Textabschnitt
········

Vier Tage individuelles Training standen nun also auf dem Plan und Polen schien mit seinen grossflächigen Naturflächen und dem grossen Wildaufkommen ideal um das Thema ‚Jagen‘ - die grosse und ziemlich unberechenbare Leidenschaft von Robin, meinem Pascha - etwas genauer unter die Lupe zu nehmen. Ausserdem hofften wir, so auch den ein oder anderen Schnappschuss auf die Kamera zu kriegen. Also begaben wir uns am kommenden Morgen voller Vorfreude fürs erste Kennenlernen ins Hotelrestaurant, wo Linda bereits auf uns wartete um bei Kaffee das weitere Vorgehen zu besprechen. Dass es sich bei meinen Hunden und meinen Ansprüchen um Jammern auf hohem Niveau handelt, war relativ schnell klar und so liessen wir die kommenden Tage einfach mal auf uns zukommen um zu sehen, woran wir noch schleifen können und welches Puzzleteil denn da noch irgendwo verborgen liegt.
In den folgenden Tagen arbeiteten wir also vor allem an Feinheiten in der Basiskommunikation, vieles, was wir unseren Kunden auch tagtäglich predigen. Aber manchmal tut es eben doch ganz gut, wenn einem selber mal jemand auf die Finger schaut. Etwas mehr Wumms hier, etwas weniger Druck da, etwas genaueres Timing und dabei natürlich immer auch die Kommunikation zwischen den beiden Hunden im Auge behalten. Und sich gleichzeitig auch immer wieder bewusst werden, wie toll wir im als Team bereits funktionieren. Unsere Spaziergänge führten durch die sogenannte Hundehölle (ein paar wildgewordene Hunde hinter den Gartenzäunen - für meinen halbstarken Lio zwar eine gute Übung, allerdings nichts wirklich Herausforderndes), über kilometerweite Sumpflandschaften sowie durch endlose Föhrenwälder.
Gegen 15.30h hielt jeweils der Sonnenuntergang seinen Einzug, die Tage waren entsprechend kurz, es bot sich dafür jedoch die ein oder andere Gelegenheit für ein paar stimmungsvolle Hundefotos bei Dämmerung am See.

········

Material zur Aufgabe
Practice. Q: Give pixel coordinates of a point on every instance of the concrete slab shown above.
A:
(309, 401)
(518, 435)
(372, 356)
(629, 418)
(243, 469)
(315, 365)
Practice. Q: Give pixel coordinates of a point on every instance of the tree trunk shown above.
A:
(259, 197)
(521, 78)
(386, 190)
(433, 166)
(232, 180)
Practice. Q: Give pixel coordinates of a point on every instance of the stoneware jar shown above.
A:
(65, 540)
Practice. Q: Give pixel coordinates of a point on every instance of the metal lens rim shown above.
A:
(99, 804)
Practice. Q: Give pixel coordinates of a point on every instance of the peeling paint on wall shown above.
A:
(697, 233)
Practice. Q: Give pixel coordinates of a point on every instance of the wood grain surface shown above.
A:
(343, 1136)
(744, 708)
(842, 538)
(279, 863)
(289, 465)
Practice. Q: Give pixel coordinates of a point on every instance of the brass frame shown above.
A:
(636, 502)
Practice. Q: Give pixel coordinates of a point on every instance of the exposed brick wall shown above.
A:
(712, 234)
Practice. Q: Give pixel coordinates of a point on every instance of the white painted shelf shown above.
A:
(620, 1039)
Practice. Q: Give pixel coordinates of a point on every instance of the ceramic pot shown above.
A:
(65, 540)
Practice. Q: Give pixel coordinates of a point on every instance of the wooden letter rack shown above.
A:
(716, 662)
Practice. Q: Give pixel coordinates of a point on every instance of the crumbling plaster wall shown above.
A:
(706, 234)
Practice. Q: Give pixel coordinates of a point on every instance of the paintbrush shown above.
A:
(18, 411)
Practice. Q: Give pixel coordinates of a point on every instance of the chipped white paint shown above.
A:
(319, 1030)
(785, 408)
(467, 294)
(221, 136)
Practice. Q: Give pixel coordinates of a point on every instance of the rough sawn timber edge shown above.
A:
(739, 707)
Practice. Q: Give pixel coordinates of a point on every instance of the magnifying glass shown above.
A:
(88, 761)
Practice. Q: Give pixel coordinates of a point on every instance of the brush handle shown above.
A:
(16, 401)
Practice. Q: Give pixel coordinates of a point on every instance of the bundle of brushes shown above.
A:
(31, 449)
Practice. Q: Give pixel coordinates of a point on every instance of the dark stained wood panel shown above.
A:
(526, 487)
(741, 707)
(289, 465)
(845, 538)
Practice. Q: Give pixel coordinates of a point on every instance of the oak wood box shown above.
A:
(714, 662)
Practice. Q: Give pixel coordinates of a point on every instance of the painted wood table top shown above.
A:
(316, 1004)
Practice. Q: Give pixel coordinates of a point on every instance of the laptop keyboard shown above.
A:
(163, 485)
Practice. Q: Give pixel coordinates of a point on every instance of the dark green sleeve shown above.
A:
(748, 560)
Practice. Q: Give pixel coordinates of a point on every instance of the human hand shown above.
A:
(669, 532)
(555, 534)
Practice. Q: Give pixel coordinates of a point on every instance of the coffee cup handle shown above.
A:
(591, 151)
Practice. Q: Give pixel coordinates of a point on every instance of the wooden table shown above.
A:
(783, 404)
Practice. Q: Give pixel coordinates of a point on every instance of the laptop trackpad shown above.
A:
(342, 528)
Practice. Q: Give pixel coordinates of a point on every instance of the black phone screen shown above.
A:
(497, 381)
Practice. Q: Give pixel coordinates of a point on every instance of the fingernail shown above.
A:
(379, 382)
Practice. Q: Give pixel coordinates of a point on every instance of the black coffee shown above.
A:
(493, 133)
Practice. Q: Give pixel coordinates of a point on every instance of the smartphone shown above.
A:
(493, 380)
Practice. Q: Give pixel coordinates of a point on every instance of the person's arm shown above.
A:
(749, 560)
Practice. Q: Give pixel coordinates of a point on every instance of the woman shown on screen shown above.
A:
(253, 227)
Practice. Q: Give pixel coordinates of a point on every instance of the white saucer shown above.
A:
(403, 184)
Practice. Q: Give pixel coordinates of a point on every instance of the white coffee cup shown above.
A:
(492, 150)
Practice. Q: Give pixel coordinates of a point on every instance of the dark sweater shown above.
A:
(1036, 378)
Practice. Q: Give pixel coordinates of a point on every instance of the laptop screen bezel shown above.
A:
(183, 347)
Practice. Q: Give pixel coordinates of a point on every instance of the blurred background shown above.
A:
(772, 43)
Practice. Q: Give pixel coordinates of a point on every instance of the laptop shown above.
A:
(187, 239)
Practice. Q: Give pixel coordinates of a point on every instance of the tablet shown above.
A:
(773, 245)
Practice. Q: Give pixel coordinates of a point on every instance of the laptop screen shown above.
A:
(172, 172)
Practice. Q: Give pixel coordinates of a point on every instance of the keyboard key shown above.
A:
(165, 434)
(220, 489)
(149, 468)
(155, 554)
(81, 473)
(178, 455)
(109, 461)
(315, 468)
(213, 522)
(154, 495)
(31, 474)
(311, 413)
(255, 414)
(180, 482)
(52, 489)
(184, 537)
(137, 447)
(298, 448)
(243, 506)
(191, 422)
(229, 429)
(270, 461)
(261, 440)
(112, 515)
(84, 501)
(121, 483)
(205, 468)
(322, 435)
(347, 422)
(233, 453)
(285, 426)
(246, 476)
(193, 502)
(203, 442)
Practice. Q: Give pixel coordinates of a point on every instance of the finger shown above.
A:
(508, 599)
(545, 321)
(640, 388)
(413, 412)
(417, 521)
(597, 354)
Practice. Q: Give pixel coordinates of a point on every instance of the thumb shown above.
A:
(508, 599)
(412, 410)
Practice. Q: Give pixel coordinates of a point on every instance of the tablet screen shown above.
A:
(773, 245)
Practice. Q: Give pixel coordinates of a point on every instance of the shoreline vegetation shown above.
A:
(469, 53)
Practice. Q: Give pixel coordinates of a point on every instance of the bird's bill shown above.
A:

········

Aufgabe 1
Gegen welche Uhrzeit setzte laut dem Textabschnitt jeweils der Sonnenuntergang ein?
Aufgabe 2
Zählen Sie die Zeilen der Datensätze, die die Zeichenfolge „handle“ enthalten, und beachten Sie dabei die Groß- und Kleinschreibung. Geben Sie nur die Zahl an.

Vollständige Ausgabe 1
Gegen 15.30 Uhr.

Vollständige Ausgabe 2
2